[Rows of box annotation data]
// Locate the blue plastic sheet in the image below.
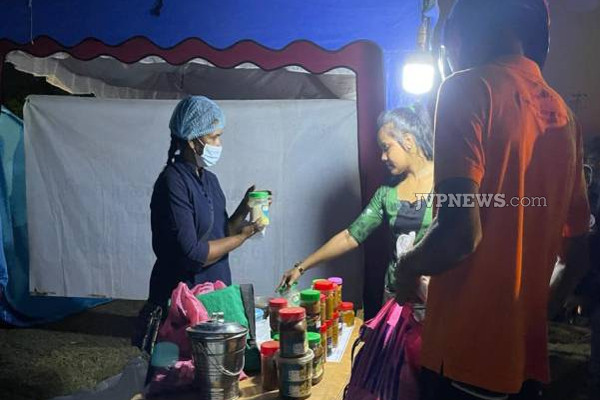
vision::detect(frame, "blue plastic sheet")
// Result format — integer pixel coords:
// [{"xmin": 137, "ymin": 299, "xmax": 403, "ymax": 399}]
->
==
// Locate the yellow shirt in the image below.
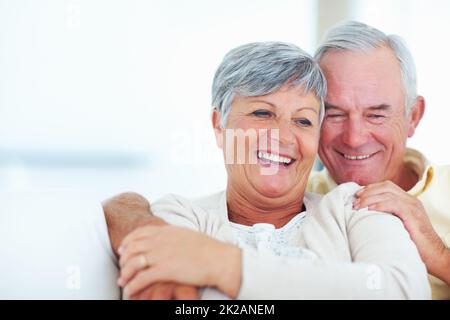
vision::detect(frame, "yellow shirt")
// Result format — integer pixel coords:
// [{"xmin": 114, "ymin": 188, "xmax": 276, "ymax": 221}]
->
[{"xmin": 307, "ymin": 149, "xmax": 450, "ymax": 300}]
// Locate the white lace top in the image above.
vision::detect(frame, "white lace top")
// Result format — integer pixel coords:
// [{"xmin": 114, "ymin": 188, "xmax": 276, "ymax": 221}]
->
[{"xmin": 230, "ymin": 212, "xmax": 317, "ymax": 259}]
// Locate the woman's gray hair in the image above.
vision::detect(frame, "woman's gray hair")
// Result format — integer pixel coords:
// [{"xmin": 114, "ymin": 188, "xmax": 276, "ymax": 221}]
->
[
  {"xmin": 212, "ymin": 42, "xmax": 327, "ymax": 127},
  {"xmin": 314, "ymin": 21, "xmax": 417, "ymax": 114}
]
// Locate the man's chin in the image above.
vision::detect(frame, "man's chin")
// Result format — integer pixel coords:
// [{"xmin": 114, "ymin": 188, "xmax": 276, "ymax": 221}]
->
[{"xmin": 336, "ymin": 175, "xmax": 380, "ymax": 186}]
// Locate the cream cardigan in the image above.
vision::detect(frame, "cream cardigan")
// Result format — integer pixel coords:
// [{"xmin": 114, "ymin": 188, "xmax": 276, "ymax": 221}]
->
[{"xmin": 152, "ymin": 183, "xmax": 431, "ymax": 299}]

Exercise requirements —
How many lines of the material above contain the string "yellow"? Reply with the number only.

Exercise answer —
2